* _What to produce_: Copy out word for word the lines from the very start up to and including the line with "xmin=749 ymin=600 xmax=851 ymax=875". Leave the pictures out.

* _Data section_:

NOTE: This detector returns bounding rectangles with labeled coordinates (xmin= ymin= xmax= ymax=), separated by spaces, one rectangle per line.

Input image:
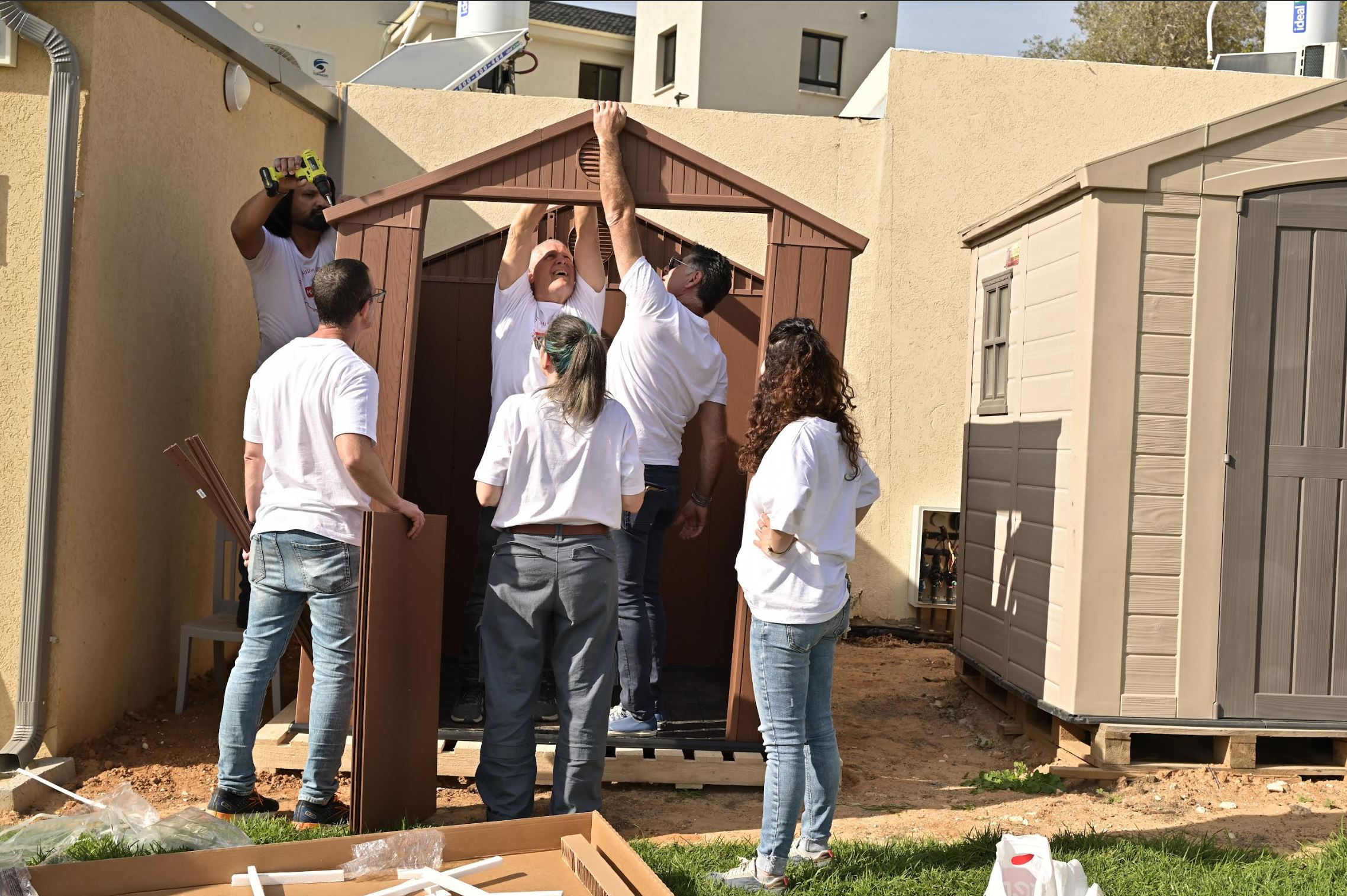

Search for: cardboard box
xmin=31 ymin=813 xmax=672 ymax=896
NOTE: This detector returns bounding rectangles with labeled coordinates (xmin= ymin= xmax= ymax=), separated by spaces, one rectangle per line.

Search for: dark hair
xmin=263 ymin=182 xmax=328 ymax=240
xmin=740 ymin=318 xmax=861 ymax=480
xmin=683 ymin=245 xmax=734 ymax=314
xmin=314 ymin=259 xmax=375 ymax=326
xmin=543 ymin=314 xmax=607 ymax=426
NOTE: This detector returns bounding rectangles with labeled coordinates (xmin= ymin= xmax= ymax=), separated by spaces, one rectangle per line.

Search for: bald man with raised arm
xmin=449 ymin=202 xmax=607 ymax=725
xmin=594 ymin=102 xmax=730 ymax=736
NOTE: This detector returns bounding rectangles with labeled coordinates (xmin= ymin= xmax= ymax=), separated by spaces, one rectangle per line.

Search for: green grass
xmin=963 ymin=763 xmax=1065 ymax=794
xmin=633 ymin=831 xmax=1347 ymax=896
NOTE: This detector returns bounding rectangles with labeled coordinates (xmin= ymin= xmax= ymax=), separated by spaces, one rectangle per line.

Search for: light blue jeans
xmin=220 ymin=532 xmax=360 ymax=803
xmin=749 ymin=600 xmax=851 ymax=875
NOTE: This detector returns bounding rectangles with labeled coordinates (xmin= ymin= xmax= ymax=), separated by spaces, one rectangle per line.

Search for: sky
xmin=567 ymin=0 xmax=1077 ymax=57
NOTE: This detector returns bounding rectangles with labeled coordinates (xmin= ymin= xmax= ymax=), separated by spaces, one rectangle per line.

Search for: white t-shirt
xmin=488 ymin=273 xmax=607 ymax=426
xmin=244 ymin=337 xmax=379 ymax=544
xmin=245 ymin=228 xmax=337 ymax=366
xmin=607 ymin=252 xmax=730 ymax=466
xmin=734 ymin=416 xmax=879 ymax=625
xmin=473 ymin=391 xmax=645 ymax=530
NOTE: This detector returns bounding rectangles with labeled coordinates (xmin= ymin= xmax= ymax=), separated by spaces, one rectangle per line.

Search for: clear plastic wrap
xmin=0 ymin=783 xmax=252 ymax=862
xmin=341 ymin=827 xmax=444 ymax=880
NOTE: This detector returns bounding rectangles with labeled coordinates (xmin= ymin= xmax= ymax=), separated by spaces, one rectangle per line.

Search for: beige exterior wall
xmin=631 ymin=0 xmax=707 ymax=109
xmin=631 ymin=3 xmax=898 ymax=116
xmin=343 ymin=50 xmax=1317 ymax=627
xmin=210 ymin=0 xmax=407 ymax=81
xmin=0 ymin=3 xmax=323 ymax=755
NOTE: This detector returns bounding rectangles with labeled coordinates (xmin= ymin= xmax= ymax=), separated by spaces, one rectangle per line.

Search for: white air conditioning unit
xmin=1296 ymin=40 xmax=1347 ymax=78
xmin=263 ymin=40 xmax=337 ymax=89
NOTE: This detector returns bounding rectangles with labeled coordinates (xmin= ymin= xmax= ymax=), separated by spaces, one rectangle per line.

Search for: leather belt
xmin=511 ymin=523 xmax=610 ymax=535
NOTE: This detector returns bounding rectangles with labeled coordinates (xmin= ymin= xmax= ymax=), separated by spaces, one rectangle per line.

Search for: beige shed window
xmin=978 ymin=271 xmax=1014 ymax=416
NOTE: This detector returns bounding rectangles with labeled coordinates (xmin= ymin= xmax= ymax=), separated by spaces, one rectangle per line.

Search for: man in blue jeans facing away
xmin=206 ymin=259 xmax=426 ymax=827
xmin=594 ymin=102 xmax=730 ymax=736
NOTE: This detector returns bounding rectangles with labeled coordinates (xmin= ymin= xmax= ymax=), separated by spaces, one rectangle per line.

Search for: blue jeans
xmin=220 ymin=532 xmax=360 ymax=803
xmin=613 ymin=465 xmax=680 ymax=721
xmin=749 ymin=592 xmax=851 ymax=875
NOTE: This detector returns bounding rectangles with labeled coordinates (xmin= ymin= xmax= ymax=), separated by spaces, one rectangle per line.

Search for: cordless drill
xmin=257 ymin=150 xmax=337 ymax=205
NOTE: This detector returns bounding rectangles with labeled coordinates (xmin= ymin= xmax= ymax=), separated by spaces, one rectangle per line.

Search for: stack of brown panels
xmin=165 ymin=435 xmax=314 ymax=658
xmin=350 ymin=512 xmax=449 ymax=831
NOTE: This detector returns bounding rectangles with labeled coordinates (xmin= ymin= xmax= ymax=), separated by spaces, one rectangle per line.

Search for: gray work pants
xmin=477 ymin=532 xmax=617 ymax=821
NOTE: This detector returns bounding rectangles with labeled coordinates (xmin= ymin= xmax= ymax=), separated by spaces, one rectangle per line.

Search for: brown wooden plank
xmin=1293 ymin=474 xmax=1342 ymax=694
xmin=1305 ymin=230 xmax=1347 ymax=447
xmin=795 ymin=247 xmax=829 ymax=323
xmin=1269 ymin=230 xmax=1311 ymax=444
xmin=1328 ymin=482 xmax=1347 ymax=697
xmin=1258 ymin=476 xmax=1300 ymax=694
xmin=1268 ymin=444 xmax=1347 ymax=480
xmin=352 ymin=513 xmax=446 ymax=831
xmin=1217 ymin=198 xmax=1277 ymax=718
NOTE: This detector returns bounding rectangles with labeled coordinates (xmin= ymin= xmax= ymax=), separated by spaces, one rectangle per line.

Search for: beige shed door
xmin=1223 ymin=185 xmax=1347 ymax=721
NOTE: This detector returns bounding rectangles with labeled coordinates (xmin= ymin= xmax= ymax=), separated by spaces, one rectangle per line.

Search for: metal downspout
xmin=0 ymin=0 xmax=79 ymax=772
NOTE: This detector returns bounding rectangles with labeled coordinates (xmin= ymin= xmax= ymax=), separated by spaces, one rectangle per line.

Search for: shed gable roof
xmin=959 ymin=81 xmax=1347 ymax=247
xmin=327 ymin=112 xmax=869 ymax=252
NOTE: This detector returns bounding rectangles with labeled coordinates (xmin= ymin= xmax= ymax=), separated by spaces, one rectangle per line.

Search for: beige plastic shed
xmin=955 ymin=73 xmax=1347 ymax=729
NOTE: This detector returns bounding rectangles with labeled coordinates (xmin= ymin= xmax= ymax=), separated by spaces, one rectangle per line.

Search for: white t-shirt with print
xmin=473 ymin=389 xmax=645 ymax=530
xmin=245 ymin=228 xmax=337 ymax=366
xmin=244 ymin=337 xmax=379 ymax=544
xmin=607 ymin=259 xmax=730 ymax=466
xmin=734 ymin=416 xmax=879 ymax=625
xmin=489 ymin=273 xmax=607 ymax=426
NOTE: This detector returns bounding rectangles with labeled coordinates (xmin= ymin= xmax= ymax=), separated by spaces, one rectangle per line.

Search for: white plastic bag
xmin=983 ymin=834 xmax=1103 ymax=896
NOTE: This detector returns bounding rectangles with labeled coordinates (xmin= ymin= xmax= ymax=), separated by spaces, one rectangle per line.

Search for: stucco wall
xmin=211 ymin=0 xmax=407 ymax=81
xmin=343 ymin=54 xmax=1320 ymax=620
xmin=0 ymin=3 xmax=323 ymax=752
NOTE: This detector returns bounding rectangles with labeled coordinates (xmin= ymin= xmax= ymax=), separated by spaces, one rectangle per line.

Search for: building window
xmin=656 ymin=28 xmax=678 ymax=88
xmin=800 ymin=31 xmax=842 ymax=96
xmin=978 ymin=271 xmax=1013 ymax=415
xmin=579 ymin=62 xmax=623 ymax=99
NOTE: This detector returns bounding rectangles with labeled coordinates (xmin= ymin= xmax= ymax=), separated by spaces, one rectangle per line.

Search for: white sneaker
xmin=706 ymin=858 xmax=791 ymax=893
xmin=788 ymin=837 xmax=833 ymax=868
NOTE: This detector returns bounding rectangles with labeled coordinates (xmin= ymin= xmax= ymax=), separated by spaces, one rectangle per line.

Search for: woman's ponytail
xmin=543 ymin=314 xmax=607 ymax=426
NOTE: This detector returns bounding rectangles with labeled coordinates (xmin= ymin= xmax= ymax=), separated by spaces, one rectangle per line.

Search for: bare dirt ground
xmin=0 ymin=637 xmax=1347 ymax=850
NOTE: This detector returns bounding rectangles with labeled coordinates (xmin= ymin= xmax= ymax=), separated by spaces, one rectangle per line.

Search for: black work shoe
xmin=291 ymin=797 xmax=350 ymax=830
xmin=449 ymin=682 xmax=486 ymax=725
xmin=533 ymin=675 xmax=559 ymax=722
xmin=206 ymin=787 xmax=280 ymax=822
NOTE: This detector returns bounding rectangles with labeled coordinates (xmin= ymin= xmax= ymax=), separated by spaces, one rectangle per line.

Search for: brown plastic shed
xmin=955 ymin=81 xmax=1347 ymax=772
xmin=318 ymin=112 xmax=866 ymax=827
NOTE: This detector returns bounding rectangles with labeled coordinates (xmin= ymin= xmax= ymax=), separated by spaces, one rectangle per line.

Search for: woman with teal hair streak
xmin=474 ymin=314 xmax=645 ymax=821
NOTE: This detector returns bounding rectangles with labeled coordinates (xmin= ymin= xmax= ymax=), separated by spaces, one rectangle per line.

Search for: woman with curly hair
xmin=711 ymin=318 xmax=879 ymax=892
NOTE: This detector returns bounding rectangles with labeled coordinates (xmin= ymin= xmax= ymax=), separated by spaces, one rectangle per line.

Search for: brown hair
xmin=740 ymin=318 xmax=861 ymax=480
xmin=543 ymin=314 xmax=607 ymax=426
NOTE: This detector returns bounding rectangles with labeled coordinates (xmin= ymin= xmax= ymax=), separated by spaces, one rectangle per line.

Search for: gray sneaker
xmin=706 ymin=858 xmax=791 ymax=893
xmin=789 ymin=837 xmax=833 ymax=868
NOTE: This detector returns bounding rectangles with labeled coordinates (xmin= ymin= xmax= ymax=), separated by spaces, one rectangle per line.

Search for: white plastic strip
xmin=397 ymin=856 xmax=505 ymax=880
xmin=14 ymin=768 xmax=108 ymax=808
xmin=230 ymin=868 xmax=345 ymax=887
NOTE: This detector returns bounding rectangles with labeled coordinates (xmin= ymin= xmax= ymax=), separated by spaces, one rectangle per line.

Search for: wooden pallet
xmin=953 ymin=656 xmax=1347 ymax=778
xmin=253 ymin=703 xmax=766 ymax=789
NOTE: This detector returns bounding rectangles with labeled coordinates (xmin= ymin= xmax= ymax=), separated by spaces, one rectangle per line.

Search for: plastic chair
xmin=174 ymin=523 xmax=282 ymax=715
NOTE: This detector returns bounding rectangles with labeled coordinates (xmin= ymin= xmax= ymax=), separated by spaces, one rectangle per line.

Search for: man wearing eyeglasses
xmin=449 ymin=202 xmax=607 ymax=725
xmin=208 ymin=259 xmax=426 ymax=827
xmin=594 ymin=101 xmax=731 ymax=736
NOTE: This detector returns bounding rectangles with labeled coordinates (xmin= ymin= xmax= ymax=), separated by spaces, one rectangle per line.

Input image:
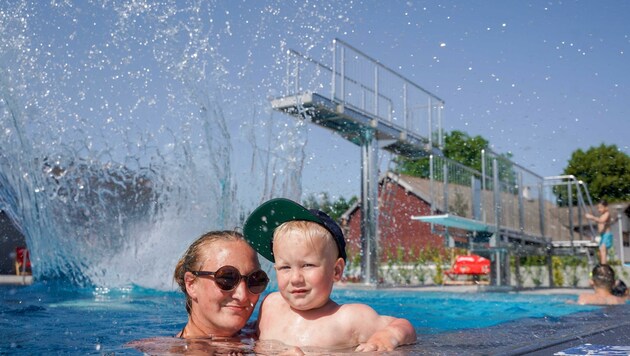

* _Written answer_:
NOTE: This detector returns bounding rectangles with labeled coordinates (xmin= ymin= xmax= ymax=), separated by spaces, one rectangle per line.

Input image:

Search for: cardboard box
xmin=31 ymin=813 xmax=672 ymax=896
NOTE: This detector returns bounding rectangles with labeled coordinates (xmin= ymin= xmax= ymax=), separated by spaces, one rectangle per line.

Search for: dark hair
xmin=263 ymin=182 xmax=328 ymax=240
xmin=740 ymin=318 xmax=861 ymax=480
xmin=683 ymin=245 xmax=734 ymax=314
xmin=314 ymin=259 xmax=375 ymax=326
xmin=543 ymin=314 xmax=607 ymax=426
NOTE: This detector returns bounding rectangles with labeled coordinates (xmin= ymin= xmax= ymax=), separated by spaces, one rectangle per line.

Search for: bald man with raised arm
xmin=449 ymin=202 xmax=607 ymax=725
xmin=594 ymin=102 xmax=730 ymax=736
NOTE: This detector returns bounding rectangles with labeled coordinates (xmin= ymin= xmax= ymax=), separated by spaces, one rectangle per line.

Search for: green grass
xmin=963 ymin=763 xmax=1065 ymax=794
xmin=633 ymin=831 xmax=1347 ymax=896
NOTE: This detector returns bounding rectangles with labeled coordinates (xmin= ymin= xmax= ymax=), separated by spaces, one rectangle per line.

Search for: light blue jeans
xmin=220 ymin=532 xmax=360 ymax=803
xmin=749 ymin=600 xmax=851 ymax=875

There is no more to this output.